[begin Entries]
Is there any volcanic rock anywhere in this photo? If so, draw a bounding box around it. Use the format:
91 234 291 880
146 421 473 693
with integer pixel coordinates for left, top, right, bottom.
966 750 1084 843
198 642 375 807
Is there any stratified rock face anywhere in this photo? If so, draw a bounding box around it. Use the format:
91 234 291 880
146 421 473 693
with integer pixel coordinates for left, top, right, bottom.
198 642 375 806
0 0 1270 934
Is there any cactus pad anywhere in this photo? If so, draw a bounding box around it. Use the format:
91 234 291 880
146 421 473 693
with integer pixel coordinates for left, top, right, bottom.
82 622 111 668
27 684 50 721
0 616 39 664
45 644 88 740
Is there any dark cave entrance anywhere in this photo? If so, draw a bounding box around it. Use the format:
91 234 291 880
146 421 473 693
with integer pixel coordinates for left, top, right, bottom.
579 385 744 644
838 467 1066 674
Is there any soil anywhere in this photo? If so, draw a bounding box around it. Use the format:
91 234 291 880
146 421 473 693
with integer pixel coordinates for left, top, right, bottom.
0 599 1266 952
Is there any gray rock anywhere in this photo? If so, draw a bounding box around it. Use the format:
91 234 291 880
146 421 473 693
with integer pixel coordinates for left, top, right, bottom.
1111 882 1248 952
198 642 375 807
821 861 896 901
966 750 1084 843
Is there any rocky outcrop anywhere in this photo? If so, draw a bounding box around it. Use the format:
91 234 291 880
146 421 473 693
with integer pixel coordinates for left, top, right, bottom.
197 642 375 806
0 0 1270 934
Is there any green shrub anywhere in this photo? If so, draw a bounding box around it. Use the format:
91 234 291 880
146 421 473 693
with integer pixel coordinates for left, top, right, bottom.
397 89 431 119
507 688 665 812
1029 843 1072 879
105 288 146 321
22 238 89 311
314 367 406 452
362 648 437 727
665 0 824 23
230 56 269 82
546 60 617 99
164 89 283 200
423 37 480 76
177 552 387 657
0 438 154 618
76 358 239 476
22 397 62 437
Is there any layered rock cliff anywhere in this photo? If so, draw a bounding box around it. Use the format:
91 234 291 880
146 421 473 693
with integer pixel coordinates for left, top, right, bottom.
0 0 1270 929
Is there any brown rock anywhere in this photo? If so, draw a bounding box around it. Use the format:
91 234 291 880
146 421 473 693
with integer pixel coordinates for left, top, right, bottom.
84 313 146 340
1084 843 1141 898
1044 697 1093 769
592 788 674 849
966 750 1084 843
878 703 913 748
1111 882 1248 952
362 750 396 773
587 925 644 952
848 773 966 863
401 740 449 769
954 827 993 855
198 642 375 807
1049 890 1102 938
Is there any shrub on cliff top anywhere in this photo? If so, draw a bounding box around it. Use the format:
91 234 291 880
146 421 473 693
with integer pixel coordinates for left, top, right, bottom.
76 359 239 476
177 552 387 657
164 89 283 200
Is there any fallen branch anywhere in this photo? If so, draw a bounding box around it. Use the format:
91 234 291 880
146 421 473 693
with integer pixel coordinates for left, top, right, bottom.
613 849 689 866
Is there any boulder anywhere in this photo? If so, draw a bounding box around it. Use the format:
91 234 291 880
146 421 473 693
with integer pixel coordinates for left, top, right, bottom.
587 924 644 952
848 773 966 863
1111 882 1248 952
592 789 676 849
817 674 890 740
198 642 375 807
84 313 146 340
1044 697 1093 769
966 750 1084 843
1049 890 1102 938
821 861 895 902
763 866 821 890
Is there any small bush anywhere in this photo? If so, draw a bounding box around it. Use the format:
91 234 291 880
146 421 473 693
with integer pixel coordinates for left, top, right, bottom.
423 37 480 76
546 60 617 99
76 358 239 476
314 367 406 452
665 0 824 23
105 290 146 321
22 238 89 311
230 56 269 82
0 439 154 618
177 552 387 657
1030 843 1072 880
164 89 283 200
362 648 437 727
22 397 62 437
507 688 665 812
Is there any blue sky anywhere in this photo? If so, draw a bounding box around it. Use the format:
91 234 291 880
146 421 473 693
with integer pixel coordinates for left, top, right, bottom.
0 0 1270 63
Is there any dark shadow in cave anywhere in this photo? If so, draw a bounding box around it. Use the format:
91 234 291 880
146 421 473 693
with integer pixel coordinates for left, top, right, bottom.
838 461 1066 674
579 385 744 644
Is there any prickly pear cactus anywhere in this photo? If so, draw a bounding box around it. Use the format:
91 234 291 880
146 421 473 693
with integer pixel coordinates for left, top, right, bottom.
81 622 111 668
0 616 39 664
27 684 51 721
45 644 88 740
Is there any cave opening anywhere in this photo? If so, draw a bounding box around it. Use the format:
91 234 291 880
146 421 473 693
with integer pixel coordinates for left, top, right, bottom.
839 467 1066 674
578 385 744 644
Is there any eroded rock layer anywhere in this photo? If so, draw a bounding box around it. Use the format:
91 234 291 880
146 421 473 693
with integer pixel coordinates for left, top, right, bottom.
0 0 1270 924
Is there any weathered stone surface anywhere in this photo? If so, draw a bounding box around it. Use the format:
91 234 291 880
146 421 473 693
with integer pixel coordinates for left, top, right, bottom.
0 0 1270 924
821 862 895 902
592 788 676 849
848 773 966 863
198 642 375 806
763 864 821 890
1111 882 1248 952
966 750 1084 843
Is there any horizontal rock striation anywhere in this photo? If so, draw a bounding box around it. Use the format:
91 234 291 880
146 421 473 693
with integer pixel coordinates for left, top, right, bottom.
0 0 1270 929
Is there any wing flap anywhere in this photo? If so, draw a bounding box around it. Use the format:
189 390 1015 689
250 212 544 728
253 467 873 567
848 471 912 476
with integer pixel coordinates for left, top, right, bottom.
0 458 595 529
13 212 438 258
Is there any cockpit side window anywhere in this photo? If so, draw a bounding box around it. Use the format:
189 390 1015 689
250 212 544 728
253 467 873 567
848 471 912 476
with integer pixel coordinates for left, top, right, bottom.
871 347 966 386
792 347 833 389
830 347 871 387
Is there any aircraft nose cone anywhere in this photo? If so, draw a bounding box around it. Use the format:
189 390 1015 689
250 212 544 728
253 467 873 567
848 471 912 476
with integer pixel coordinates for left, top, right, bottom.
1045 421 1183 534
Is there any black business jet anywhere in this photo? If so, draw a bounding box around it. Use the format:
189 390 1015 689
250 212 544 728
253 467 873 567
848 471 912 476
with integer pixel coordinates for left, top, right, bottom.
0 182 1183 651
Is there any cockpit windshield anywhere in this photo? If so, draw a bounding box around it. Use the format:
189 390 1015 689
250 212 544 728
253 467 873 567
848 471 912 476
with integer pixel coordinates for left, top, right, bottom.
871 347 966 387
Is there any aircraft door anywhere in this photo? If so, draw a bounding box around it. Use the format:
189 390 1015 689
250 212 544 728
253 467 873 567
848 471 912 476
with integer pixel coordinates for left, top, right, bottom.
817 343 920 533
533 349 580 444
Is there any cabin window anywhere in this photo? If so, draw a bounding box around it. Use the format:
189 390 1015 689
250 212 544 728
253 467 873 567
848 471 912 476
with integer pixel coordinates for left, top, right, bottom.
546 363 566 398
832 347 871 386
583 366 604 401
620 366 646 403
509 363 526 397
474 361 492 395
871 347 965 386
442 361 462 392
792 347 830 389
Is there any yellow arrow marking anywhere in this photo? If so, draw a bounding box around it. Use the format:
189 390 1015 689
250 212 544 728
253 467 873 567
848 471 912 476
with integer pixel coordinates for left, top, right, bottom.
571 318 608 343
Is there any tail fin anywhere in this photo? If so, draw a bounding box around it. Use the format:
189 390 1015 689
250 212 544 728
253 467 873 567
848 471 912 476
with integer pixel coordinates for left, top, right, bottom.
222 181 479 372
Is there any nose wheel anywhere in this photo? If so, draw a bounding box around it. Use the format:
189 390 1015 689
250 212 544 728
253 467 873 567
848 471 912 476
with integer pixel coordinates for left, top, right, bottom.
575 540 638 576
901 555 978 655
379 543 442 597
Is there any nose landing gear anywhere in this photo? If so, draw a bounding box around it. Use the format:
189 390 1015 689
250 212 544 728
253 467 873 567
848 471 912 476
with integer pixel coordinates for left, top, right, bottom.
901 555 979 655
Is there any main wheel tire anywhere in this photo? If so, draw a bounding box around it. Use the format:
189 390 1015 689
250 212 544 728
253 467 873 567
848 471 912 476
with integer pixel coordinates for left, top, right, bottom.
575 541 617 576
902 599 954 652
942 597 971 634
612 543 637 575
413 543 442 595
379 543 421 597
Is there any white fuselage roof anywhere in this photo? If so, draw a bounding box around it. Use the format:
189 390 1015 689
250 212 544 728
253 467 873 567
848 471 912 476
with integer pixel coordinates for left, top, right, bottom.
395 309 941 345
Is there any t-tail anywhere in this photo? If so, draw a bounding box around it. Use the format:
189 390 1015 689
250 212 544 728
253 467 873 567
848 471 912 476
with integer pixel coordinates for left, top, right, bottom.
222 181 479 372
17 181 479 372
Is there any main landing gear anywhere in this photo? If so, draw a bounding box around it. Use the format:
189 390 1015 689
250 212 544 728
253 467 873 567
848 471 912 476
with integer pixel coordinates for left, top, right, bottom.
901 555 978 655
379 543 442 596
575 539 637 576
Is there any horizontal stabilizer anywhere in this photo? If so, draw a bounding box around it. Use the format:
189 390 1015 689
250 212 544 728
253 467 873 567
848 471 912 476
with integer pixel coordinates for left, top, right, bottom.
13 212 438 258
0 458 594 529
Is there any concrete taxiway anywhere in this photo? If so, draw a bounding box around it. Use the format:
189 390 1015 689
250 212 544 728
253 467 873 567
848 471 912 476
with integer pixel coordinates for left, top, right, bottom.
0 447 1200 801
[end Entries]
### What is required
Rewrite the items from the very start through the line with "0 599 1266 952", inclusive, replacing "bounding box" with "rectangle" everywhere and leaving everything else unchanged.

### Solution to this problem
Is there any volcanic rock anywhere in this photo? If so, draw a rectangle around it. Use the format:
91 234 291 880
146 421 473 693
with integer pixel coordinates for left, top, right, bottom.
966 750 1084 843
198 642 375 807
Is there any stratified rock face anywhere in this photo? If so, draw a rectangle around it. Use the format:
91 234 291 880
146 421 473 693
with integer pixel coordinates for left, top, right, bottom.
198 642 375 806
0 0 1270 934
Is there any cactus pad anywhere in this photo? If so, draw a rectangle around it. Use the format:
91 234 291 880
146 421 473 693
with integer pixel coordinates for left, top, right, bottom.
82 622 111 668
27 684 50 721
0 616 39 664
45 644 88 740
Is there any dark cave entrance anywhere in this photo? If so, draw a rectangle around it. Use the format:
91 234 291 880
146 421 473 693
with integer pixel coordinates for left, top, right, bottom.
579 385 744 644
838 467 1066 674
Is there any soil anywhere in this photo? If so, draw a rectangle around it. Use the format:
91 234 291 880
146 421 473 693
with integer pixel coordinates for left, top, right, bottom.
0 599 1266 952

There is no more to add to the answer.